### The task
Pull out each line of the records below that contains the word "black".

— begin —

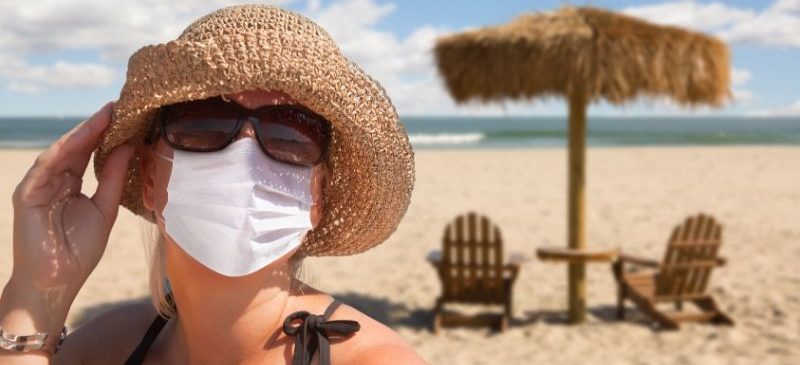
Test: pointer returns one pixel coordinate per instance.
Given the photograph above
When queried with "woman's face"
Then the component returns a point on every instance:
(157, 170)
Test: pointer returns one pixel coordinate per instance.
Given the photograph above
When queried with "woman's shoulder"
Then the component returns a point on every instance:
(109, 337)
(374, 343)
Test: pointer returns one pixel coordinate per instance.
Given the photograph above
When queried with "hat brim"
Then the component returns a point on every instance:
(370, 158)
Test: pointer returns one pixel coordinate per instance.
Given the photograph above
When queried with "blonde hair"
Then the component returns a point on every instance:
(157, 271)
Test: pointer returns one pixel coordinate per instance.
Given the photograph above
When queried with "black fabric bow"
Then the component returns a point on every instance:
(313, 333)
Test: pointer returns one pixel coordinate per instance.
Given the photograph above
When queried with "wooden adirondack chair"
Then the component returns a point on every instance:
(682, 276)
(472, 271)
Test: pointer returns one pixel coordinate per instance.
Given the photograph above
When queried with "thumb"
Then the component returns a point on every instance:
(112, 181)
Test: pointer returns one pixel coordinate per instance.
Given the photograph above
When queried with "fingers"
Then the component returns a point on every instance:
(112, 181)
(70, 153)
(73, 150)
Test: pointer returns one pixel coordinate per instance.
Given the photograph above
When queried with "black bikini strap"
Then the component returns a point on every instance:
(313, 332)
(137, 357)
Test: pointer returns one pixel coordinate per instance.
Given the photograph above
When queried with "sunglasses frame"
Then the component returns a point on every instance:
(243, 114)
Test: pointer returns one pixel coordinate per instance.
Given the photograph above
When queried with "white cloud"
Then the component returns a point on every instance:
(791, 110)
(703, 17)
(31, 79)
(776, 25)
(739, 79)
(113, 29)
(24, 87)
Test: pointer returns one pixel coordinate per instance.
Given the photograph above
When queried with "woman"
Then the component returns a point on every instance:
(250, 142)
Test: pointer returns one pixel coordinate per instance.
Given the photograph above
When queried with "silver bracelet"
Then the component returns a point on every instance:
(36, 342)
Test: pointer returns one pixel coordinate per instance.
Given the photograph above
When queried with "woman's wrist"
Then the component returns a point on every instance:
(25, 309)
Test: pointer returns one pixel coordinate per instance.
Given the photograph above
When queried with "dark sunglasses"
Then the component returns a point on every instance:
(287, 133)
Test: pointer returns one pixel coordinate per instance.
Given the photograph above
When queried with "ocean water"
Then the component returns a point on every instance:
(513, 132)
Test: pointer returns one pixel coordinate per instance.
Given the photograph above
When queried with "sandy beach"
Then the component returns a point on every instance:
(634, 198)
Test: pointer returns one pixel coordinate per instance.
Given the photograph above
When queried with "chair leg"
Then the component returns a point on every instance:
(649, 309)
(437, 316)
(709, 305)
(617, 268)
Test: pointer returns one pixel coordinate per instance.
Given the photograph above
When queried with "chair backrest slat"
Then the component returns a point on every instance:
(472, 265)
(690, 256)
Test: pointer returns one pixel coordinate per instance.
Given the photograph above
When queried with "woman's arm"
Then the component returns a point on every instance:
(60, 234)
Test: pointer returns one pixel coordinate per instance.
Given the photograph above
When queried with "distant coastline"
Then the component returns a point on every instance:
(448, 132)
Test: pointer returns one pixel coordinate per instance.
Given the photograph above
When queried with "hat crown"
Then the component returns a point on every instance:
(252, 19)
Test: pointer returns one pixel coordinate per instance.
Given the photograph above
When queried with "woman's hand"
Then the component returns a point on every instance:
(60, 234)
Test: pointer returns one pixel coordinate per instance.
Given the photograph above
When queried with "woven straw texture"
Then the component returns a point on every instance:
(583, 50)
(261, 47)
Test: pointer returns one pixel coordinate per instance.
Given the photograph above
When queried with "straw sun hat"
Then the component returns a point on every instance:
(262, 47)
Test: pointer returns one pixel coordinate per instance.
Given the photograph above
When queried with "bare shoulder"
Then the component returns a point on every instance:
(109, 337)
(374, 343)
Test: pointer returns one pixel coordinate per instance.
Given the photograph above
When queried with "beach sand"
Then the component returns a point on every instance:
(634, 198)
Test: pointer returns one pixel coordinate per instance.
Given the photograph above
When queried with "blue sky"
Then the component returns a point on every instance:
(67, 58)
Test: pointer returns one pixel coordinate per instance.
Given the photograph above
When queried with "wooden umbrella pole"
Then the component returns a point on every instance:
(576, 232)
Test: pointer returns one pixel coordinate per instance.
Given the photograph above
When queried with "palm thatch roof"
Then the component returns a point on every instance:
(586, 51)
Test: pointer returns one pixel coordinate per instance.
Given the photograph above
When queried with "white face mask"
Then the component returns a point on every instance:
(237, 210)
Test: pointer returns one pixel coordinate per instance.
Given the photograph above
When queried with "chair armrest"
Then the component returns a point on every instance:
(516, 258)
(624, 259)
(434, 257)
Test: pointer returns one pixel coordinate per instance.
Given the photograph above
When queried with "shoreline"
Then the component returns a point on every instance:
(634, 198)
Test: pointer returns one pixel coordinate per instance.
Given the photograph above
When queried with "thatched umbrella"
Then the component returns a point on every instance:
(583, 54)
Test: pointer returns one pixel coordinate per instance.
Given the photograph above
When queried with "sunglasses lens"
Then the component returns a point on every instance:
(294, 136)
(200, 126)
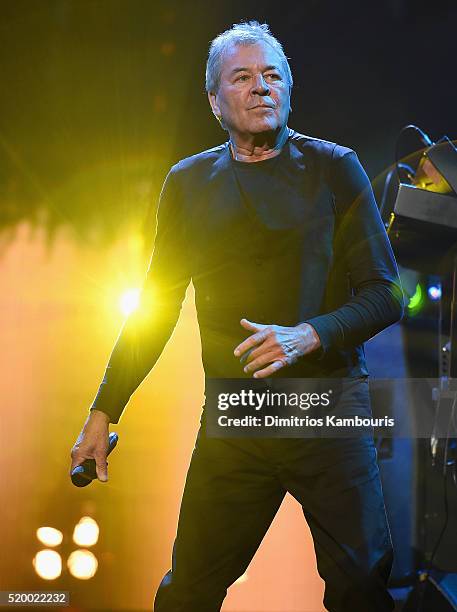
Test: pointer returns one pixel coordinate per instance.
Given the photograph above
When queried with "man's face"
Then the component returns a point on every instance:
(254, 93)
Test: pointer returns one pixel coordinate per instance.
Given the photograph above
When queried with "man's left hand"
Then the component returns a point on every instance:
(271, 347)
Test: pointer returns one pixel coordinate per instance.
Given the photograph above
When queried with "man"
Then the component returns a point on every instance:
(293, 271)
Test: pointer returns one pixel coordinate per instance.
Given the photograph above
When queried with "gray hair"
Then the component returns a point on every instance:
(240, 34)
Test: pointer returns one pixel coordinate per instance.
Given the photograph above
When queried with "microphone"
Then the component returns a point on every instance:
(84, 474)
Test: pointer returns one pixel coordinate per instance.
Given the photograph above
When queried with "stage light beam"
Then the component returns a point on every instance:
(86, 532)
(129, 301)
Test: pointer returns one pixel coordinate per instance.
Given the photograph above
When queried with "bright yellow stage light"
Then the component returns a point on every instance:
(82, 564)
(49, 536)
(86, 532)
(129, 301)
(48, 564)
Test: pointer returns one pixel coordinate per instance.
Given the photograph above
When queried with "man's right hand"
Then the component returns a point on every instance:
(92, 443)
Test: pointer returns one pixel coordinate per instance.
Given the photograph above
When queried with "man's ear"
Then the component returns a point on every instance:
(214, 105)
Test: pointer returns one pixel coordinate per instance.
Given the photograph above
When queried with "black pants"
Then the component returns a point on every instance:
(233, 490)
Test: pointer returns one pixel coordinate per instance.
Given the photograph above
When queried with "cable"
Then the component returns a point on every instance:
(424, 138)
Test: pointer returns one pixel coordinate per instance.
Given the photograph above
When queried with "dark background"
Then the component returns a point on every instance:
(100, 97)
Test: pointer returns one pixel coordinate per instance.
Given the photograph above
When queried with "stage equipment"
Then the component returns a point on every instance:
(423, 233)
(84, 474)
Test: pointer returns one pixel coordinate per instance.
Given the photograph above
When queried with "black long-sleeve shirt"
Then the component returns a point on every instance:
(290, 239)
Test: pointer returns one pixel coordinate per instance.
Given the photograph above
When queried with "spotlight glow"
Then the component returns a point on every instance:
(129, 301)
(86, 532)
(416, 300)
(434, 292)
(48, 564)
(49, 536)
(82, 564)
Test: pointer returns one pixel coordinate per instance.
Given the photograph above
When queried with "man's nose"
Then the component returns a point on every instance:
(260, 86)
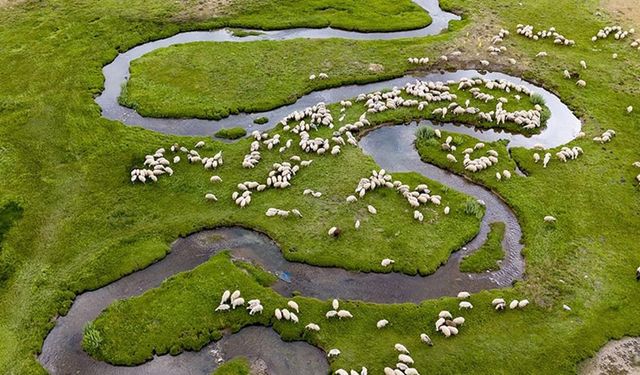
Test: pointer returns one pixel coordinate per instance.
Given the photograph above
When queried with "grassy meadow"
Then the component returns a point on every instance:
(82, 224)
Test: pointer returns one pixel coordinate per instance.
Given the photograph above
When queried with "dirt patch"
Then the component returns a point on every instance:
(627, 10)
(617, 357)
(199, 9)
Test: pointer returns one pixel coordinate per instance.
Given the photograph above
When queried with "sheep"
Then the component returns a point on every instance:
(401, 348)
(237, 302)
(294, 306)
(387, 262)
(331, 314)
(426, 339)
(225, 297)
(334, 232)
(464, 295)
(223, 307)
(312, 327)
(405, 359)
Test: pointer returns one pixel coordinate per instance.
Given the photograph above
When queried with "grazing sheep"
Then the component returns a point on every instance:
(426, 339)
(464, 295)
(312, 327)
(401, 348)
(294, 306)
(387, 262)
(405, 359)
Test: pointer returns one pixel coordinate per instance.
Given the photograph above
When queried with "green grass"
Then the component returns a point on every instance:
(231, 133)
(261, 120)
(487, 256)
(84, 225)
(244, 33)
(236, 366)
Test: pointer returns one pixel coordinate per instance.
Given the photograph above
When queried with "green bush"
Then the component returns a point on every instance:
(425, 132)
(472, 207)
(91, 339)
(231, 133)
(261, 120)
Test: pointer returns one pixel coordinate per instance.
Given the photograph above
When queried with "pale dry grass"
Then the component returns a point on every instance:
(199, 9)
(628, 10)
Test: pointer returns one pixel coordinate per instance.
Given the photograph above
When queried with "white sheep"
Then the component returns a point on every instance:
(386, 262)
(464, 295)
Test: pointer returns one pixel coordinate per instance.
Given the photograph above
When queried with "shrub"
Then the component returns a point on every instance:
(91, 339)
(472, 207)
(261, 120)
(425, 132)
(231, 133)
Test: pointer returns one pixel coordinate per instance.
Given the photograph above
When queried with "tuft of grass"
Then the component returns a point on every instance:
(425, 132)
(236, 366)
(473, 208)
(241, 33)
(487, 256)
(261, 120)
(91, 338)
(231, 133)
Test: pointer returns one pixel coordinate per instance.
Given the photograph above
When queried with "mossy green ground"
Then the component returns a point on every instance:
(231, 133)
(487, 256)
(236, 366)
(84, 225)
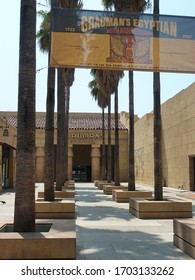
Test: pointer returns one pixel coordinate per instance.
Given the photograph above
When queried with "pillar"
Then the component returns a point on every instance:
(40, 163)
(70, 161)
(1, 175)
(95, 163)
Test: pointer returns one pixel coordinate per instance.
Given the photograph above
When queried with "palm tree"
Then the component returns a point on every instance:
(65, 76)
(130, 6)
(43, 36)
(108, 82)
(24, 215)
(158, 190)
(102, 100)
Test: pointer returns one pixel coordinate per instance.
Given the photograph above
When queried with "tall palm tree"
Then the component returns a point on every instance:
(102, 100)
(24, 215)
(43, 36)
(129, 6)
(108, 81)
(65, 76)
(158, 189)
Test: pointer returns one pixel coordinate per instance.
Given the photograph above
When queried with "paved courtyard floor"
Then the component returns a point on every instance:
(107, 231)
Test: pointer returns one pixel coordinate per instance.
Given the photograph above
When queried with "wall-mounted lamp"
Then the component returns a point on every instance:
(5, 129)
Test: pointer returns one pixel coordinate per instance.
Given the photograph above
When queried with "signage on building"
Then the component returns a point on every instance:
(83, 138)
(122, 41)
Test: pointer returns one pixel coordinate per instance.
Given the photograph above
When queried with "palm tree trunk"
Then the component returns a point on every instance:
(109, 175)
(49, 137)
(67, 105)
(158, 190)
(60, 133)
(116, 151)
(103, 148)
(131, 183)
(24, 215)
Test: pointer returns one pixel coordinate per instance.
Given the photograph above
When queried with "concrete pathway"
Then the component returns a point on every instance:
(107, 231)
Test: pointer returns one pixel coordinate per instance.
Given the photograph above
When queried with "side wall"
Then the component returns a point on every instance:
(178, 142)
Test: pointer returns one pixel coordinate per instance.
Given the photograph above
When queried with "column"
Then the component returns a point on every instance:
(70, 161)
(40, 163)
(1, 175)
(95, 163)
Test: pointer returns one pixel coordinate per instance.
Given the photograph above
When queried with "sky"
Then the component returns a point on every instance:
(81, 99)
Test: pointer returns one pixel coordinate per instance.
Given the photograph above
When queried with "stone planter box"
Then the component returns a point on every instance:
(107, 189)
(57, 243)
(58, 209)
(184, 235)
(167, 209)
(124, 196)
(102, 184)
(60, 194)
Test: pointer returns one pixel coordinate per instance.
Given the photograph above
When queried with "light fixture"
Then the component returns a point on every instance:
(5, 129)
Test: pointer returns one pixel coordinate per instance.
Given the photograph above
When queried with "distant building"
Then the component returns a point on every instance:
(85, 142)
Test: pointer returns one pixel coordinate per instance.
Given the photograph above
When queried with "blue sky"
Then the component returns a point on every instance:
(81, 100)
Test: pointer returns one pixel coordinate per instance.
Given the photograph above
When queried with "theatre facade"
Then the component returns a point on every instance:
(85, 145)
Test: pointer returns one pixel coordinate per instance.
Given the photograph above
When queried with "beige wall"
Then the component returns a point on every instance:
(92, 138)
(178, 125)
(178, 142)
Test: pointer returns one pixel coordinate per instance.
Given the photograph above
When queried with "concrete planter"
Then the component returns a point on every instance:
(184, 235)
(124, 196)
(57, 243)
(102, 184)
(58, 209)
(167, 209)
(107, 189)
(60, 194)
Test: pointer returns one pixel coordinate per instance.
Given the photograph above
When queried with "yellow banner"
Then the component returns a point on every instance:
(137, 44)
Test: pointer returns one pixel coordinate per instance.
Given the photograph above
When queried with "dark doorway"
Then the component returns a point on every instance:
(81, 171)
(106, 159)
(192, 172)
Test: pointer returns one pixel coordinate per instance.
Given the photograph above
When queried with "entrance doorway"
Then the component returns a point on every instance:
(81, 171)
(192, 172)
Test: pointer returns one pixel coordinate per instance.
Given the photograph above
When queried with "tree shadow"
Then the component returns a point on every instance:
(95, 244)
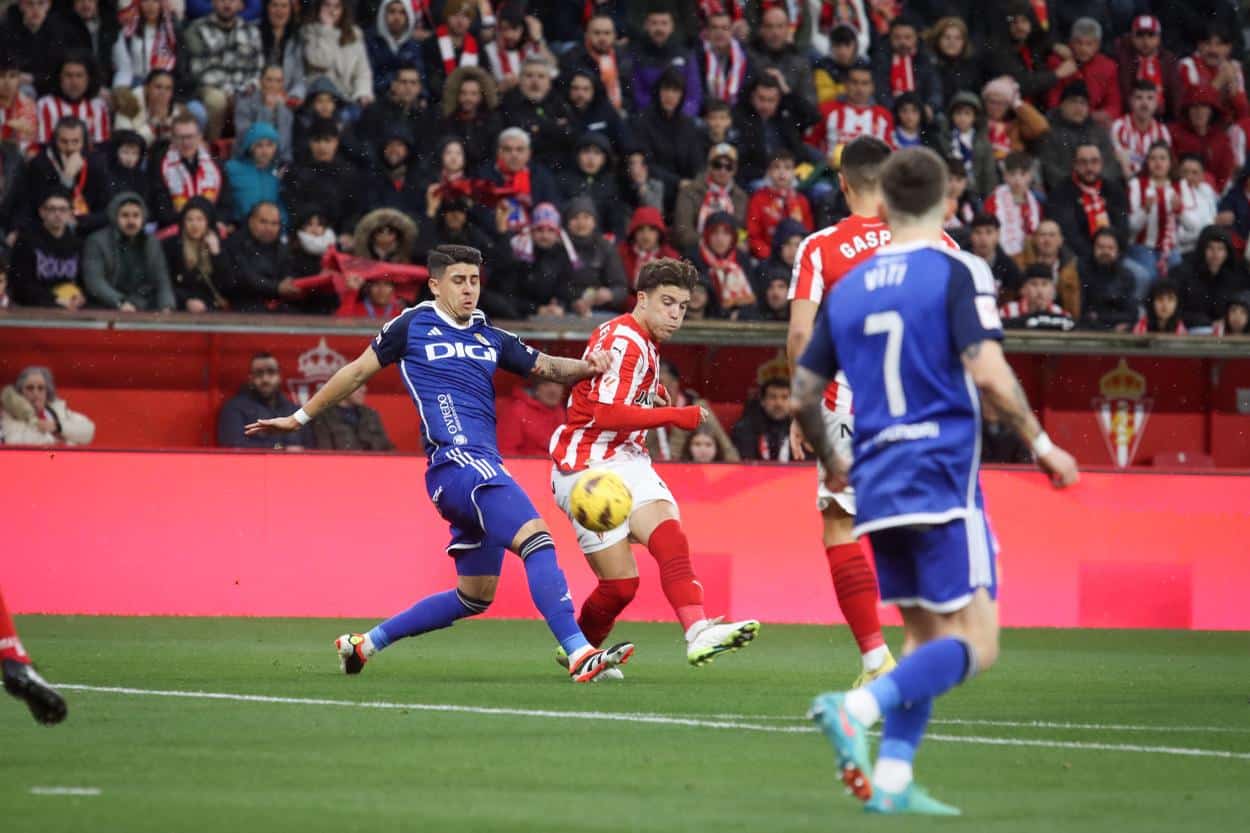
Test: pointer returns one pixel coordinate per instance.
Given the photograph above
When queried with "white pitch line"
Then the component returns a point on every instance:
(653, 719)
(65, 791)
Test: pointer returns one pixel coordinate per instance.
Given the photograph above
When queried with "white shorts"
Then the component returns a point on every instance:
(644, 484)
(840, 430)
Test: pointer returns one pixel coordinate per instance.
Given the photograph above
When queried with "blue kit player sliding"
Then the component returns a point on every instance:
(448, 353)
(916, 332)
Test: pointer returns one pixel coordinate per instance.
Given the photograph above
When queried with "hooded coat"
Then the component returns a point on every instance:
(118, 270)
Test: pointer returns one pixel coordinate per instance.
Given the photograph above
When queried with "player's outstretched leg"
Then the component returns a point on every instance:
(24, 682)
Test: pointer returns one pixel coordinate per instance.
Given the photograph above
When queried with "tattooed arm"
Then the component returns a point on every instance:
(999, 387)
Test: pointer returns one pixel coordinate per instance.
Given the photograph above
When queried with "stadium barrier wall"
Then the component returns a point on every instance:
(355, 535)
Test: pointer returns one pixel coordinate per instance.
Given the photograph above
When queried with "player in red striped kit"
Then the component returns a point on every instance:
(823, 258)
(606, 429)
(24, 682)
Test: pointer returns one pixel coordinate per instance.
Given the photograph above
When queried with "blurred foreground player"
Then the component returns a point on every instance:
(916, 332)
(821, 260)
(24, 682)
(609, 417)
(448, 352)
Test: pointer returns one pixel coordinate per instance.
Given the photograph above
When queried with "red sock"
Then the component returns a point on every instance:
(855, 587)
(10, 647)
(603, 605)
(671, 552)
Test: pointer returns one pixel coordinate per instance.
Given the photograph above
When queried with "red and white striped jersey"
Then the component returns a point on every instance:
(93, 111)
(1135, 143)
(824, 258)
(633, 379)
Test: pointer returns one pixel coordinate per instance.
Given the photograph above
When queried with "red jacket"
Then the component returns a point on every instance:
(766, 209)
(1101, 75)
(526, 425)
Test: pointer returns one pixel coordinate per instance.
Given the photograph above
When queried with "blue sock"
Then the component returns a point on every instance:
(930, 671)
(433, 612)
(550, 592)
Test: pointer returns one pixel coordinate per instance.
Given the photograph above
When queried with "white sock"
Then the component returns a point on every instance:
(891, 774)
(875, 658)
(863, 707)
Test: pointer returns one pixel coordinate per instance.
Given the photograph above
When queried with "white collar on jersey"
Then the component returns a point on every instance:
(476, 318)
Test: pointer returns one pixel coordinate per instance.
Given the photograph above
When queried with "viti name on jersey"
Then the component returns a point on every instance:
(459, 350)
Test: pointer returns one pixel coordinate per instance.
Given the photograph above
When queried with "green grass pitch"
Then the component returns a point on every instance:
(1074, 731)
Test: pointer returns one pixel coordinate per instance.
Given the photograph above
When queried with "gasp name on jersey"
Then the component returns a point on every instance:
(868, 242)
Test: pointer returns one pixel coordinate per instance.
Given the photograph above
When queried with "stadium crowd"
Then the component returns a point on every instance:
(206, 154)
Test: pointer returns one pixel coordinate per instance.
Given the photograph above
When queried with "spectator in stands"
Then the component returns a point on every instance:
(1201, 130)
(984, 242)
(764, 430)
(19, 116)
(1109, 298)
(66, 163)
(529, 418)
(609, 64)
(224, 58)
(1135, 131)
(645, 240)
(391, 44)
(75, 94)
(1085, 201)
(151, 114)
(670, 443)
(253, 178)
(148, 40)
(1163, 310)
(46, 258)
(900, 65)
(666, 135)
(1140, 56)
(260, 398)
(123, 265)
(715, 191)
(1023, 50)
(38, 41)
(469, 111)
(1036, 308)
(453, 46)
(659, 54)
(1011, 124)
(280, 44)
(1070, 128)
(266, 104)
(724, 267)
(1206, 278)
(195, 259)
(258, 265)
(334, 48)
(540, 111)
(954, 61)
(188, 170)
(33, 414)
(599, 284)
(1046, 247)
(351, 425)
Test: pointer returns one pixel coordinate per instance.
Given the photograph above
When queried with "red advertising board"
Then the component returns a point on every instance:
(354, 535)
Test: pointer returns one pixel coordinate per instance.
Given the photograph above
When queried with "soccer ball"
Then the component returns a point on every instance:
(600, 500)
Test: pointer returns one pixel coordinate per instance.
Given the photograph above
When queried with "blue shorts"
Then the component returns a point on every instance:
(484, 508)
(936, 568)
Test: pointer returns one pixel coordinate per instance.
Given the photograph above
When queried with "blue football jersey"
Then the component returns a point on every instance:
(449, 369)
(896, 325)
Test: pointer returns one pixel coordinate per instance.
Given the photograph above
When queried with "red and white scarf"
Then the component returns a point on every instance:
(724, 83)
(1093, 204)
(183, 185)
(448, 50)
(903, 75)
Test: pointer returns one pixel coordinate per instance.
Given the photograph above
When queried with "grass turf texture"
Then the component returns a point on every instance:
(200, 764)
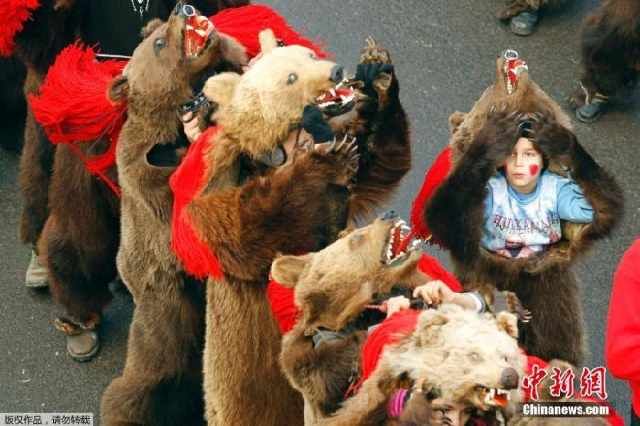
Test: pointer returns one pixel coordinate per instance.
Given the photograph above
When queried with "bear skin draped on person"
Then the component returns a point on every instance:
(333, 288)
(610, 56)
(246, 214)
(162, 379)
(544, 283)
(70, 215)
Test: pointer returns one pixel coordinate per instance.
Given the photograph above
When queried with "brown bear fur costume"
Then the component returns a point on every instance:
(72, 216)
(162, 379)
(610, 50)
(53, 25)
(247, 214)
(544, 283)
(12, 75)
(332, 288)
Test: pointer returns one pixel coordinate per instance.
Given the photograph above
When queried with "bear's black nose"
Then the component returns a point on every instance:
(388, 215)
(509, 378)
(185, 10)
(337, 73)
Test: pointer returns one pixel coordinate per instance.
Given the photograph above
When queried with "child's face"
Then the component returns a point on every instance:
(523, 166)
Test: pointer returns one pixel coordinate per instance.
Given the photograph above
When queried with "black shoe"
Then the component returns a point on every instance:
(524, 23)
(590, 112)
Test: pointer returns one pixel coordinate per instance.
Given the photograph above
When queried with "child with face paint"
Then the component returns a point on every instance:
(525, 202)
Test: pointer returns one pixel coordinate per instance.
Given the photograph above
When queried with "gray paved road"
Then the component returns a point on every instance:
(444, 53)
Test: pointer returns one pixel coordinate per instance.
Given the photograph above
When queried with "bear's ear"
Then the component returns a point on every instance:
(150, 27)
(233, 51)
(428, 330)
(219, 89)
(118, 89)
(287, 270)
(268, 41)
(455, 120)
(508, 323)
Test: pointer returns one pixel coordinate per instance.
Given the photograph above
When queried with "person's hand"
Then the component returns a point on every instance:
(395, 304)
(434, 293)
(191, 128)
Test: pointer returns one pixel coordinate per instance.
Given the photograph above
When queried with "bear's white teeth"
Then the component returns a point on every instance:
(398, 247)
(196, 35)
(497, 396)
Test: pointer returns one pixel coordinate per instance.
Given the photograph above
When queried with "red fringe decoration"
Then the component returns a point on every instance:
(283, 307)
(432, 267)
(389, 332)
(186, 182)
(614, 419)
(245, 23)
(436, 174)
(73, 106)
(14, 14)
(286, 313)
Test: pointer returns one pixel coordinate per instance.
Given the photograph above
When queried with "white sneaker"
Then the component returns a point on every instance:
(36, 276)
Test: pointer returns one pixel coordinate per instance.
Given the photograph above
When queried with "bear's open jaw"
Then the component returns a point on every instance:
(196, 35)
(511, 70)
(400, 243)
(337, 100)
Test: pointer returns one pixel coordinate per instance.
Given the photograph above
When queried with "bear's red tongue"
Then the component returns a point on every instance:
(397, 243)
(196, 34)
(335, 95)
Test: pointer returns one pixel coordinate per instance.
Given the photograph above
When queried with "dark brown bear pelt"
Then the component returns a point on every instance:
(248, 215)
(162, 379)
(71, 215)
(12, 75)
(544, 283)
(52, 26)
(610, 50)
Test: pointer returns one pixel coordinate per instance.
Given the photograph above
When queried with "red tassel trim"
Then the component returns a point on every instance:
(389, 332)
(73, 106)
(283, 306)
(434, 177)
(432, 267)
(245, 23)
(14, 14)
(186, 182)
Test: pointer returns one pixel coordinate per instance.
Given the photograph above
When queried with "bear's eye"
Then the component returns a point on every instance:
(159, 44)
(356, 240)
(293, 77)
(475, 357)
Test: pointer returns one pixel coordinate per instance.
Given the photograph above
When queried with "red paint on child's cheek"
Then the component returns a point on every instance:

— end —

### Solution to the exercise
When queried with "black fabric bow"
When queried with "black bikini strap"
When queried with "black pants"
When queried with "black long-sleeve shirt"
When queried with "bear's black nose"
When queried with "black shoe"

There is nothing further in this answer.